Sur financement d’OSIWA, Orfed a organisé des journées de réflexion et de plaidoyer avec des religieux musulmans et chrétiens le samedi 7 et le mercredi 25 septembre à Bamako. La première journée a eu lieu au Centre Chrétien de Niamanan tandis que la seconde s’est tenue au siège de l’ONG Alfarouk sise Hamdallaye ACI 2000.
Les deux journées de travaux se sont déroulés sous forme d’un atelier de présentation et de validation de l’argumentaire chrétien et musulman et de plaidoyer pour un traitement plus humain des dépendants ou malades de la drogue.
C’est partant du triste constat que le Mali est passé d’un pays de transit à un pays de forte consommation de la drogue qu’Orfed (Organisation pour la Réflexion, la Formation et l’Education à la Démocratie et au Développement) a associé ces deux grandes communautés religieuses du pays à son combat pour endiguer ce fléau. “L’argumentaire religieux c’est d’avoir des bases religieuses chrétienne ou musulmane sur la consommation de la drogue. La consommation de la drogue est devenue un phénomène récurrent au Mali. Auparavant, le Mali était considéré comme une zone de transit, mais malheureusement, l’on constate que le Mali constitue également une zone de consommation de la drogue. Dans le but d’informer, de sensibiliser la population et les autorités, nous voudrions aussi que toutes les sensibilités puissent donner des arguments en faveur de la prise en charge des toxicodépendants en plaidant la création des centres spécialisés pour leur prise en charge. Raison pour laquelle nous avons demandé à certains responsables religieux de nous sortir des arguments dans le Coran et la Bible pour nous permettre d’avancer sur le sujet“, a expliqué Cheick Abou Laïco Traoré, coordinateur du Projet.
A l’unanimité, les deux religions ont condamné la consommation de la drogue et autres produits assimilés. Définissant la drogue comme étant toute substance qui modifie la manière de percevoir les choses, de ressentir les émotions, de penser et de se comporter, l’Abbé Noël Samaké, membre du Mouvement des Cadres et Responsables Chrétiens a refusé toute distinction entre “drogue douce et drogue dure” rappelant au passage le caractère sacré du corps humain. “Bien que la parole de Dieu ne parle pas directement des drogues, elle énonce plusieurs principes nous permettant de savoir que l’usage des substances qui modifient la perception, le comportement et la pensée n’est pas bien vu par Dieu. Le premier principe se trouve dans la lettre de Sait Paul aux Corinthiens: Nous savons que notre corps est le temple du Saint Esprit et que nous devons en prendre soin. Il est donc important de fuir tout ce qui constitue un danger pour la santé”, a rappelé le Prête de l’Eglise Catholique du Mali.

-------

Consignes de travail:
a – Dans l'article sur les journées d'Orfed, où s'est tenue la seconde journée ?
b – D'après la définition de la drogue donnée par l'Abbé Noël Samaké dans l'article sur les journées d'Orfed, quelles manières d'être une telle substance modifie-t-elle ?
c – Rédigez la suite de l'article sur les journées d'Orfed à partir de sa dernière phrase.

[Entrées enregistrées]
-------

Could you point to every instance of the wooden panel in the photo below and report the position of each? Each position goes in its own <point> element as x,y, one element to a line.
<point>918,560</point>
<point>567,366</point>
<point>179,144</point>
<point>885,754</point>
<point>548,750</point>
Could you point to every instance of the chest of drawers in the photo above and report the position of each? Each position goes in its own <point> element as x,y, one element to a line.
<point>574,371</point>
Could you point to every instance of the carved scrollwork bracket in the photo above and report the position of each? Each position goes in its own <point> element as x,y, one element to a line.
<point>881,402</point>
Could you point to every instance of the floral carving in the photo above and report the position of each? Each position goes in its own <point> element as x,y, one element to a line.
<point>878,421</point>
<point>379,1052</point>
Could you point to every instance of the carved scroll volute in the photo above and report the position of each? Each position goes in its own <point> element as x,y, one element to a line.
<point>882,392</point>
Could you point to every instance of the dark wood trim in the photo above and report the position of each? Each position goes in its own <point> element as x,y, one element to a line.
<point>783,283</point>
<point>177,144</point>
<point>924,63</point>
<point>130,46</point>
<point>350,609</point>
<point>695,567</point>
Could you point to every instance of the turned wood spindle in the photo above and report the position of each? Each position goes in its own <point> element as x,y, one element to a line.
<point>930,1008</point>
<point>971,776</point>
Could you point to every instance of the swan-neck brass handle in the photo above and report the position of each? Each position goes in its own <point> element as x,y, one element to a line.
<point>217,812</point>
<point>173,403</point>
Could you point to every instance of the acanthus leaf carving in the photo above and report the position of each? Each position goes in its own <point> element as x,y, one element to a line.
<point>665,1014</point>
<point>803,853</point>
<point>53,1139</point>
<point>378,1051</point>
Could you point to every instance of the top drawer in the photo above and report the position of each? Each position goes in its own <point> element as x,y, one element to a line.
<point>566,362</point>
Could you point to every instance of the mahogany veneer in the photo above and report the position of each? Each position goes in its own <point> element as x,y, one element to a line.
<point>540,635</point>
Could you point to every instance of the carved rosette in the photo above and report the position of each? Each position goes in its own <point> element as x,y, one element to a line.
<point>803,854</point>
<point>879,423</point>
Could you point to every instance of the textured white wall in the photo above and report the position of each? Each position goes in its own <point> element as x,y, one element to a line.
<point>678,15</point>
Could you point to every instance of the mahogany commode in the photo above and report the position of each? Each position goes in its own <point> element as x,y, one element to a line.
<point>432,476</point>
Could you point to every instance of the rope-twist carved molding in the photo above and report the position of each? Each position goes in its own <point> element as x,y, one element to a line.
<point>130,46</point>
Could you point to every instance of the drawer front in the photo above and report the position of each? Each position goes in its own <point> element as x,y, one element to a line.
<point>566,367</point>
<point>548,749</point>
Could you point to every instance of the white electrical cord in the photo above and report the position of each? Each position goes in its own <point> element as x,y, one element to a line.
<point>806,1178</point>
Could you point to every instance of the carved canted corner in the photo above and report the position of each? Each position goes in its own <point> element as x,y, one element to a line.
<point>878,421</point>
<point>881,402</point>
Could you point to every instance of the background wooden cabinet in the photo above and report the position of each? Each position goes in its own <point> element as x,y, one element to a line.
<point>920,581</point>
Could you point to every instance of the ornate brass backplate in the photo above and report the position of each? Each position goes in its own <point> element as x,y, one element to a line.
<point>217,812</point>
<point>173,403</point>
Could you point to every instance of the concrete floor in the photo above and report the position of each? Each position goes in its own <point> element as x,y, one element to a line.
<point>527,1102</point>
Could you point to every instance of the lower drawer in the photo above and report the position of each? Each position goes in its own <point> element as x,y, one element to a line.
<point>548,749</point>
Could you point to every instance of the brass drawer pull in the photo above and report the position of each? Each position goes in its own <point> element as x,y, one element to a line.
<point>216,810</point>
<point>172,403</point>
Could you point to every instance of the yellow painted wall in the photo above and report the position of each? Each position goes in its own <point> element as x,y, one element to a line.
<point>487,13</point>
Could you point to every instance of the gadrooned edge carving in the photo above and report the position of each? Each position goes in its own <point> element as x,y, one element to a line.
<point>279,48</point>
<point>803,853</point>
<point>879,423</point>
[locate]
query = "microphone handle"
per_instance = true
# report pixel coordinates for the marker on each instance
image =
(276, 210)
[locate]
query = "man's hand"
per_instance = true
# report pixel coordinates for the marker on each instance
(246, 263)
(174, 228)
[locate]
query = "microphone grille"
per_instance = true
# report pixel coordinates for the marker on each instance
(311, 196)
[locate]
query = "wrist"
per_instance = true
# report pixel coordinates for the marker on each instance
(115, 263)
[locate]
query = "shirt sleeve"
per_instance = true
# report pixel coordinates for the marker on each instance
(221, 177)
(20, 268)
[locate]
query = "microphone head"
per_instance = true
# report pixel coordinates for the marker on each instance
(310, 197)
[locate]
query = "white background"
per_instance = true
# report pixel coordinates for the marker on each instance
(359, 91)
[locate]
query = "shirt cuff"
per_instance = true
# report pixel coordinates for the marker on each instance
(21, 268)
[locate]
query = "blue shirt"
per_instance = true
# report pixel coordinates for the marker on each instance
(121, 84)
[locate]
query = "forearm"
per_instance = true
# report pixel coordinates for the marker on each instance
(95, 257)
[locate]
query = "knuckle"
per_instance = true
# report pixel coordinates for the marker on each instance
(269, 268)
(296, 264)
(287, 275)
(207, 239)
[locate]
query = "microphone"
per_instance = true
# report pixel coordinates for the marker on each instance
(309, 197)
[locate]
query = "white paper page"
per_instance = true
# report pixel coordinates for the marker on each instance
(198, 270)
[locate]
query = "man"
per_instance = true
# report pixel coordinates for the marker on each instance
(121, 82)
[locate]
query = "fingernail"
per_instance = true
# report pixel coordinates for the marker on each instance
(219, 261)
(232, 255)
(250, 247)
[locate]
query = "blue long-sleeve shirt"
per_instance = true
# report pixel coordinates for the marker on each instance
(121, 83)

-------

Réponses:
a – Au siège de l'ONG Alfarouk, sis Hamdallaye ACI 2000.

b –
- La manière de percevoir les choses
- La manière de ressentir les émotions
- La manière de penser
- La manière de se comporter

c –
Les mesures répressives telles que l’incarcération n’étant plus efficaces, les religieux proposent l’exploration d’autres mesures. Dans sa proposition de solution, le Pr. Hamidou Magassa a indiqué qu’il revient aux autorités publiques d’engager des réflexions pour une relecture des textes en faveur des mesures préventives, des dispositions pour la rééducation et le traitement intégré des personnes dépendantes de l’usage de la drogue.
Aux dires des religieux, les toxicodépendants sont des nôtres. Ils ne méritent pas le rejet, l’abandon ou encore le mépris de la société. C’est ainsi que l’anthropologue et sociologue Hamidou Magassa a parlé de l’élaboration et la mise en œuvre des approches appropriées dans les traitement psychosociaux et sanitaires des victimes de la drogue en considérant que ce sont des personnes humaines qui ont aussi droit à la dignité, à la santé, à la réinsertion familiale, citoyenne et nationale. L’occasion était donc bonne pour lui de rappeler cette citation de Koffi Annan. “La drogue a détruit beaucoup de vies humaines, mais les mauvaises politiques en ont détruit autant”. Une façon pour lui d’insister sur l’adoption de nouvelles mesures dissuasives et d’abandon de drogue.
D’une seule voie, les religieux chrétiens et musulmans ont aussi plaidé en faveur de la création des centres spécialisés pour la prise en charge des toxicodépendants.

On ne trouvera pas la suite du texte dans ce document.